In the passage on movies and Four Corners, duplicate the wording from "Movies have helped" up to and including "movies about flight.)".

(Supplied passage)

Movies have helped provide the vocabulary for our national dialogue with one another; giving us a way of articulating our different cultural positions. For example, there’s an American belief, embodied, however warily, in our mythology, that we not only have the right to pursue happiness but that we have the right to possess it.  Movies from The Gold Rush to Pretty Woman and so forth tell us it’s true.  The treasure hunt of Four Corners is one more telling of that quest.
Characters in Four Corners (like Annie’s father Jack in his miserable childhood) have turned to movies to find a romantic model on which to re-create the self.  That’s why he claims to Annie that Claudette Colbert was her mother. (All the chapter titles are taken alternatively from Claudette Colbert movies and movies about flight.)
It is also true that with the same indomitable innocence, our movies urge us to believe that love is a better hope for making us happy than anything else, and that therefore we should give up everything else for love. That’s why the Colbert movie It Happened One Night is so central to the story.
We want to think that if we get love, we might even get everything else back.  It happens for Annie.  There’s a happy ending.  There’s a wedding as well as a funeral.

(End Supplied passage)
(Data extract)

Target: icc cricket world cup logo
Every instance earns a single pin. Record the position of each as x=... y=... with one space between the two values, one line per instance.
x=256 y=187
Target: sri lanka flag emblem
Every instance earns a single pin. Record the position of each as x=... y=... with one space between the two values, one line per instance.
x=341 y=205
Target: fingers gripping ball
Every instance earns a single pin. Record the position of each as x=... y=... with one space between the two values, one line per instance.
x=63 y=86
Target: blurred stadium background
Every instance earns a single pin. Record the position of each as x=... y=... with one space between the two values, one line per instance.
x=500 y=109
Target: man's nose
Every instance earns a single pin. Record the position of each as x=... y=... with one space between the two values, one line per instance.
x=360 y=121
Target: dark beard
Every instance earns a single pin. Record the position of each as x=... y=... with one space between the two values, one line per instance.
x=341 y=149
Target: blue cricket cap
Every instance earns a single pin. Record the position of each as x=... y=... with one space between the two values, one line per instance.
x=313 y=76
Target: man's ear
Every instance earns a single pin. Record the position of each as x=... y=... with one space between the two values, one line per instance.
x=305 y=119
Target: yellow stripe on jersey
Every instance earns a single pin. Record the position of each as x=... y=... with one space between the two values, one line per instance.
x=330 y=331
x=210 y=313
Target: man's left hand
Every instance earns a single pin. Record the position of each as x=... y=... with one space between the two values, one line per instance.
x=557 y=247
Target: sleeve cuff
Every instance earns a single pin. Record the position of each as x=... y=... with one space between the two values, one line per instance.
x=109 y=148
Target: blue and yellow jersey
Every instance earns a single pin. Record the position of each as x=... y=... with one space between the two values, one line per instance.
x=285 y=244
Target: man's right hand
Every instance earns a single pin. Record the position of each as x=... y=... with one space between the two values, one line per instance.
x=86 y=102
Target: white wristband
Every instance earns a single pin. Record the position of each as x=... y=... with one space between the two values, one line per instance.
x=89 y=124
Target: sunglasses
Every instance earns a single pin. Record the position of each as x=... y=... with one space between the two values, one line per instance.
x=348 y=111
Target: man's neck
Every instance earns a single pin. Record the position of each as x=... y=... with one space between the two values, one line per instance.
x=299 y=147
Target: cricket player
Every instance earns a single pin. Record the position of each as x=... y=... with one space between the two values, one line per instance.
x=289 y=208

(End Data extract)

Worked solution:
Movies have helped provide the vocabulary for our national dialogue with one another; giving us a way of articulating our different cultural positions. For example, there’s an American belief, embodied, however warily, in our mythology, that we not only have the right to pursue happiness but that we have the right to possess it.  Movies from The Gold Rush to Pretty Woman and so forth tell us it’s true.  The treasure hunt of Four Corners is one more telling of that quest.
Characters in Four Corners (like Annie’s father Jack in his miserable childhood) have turned to movies to find a romantic model on which to re-create the self.  That’s why he claims to Annie that Claudette Colbert was her mother. (All the chapter titles are taken alternatively from Claudette Colbert movies and movies about flight.)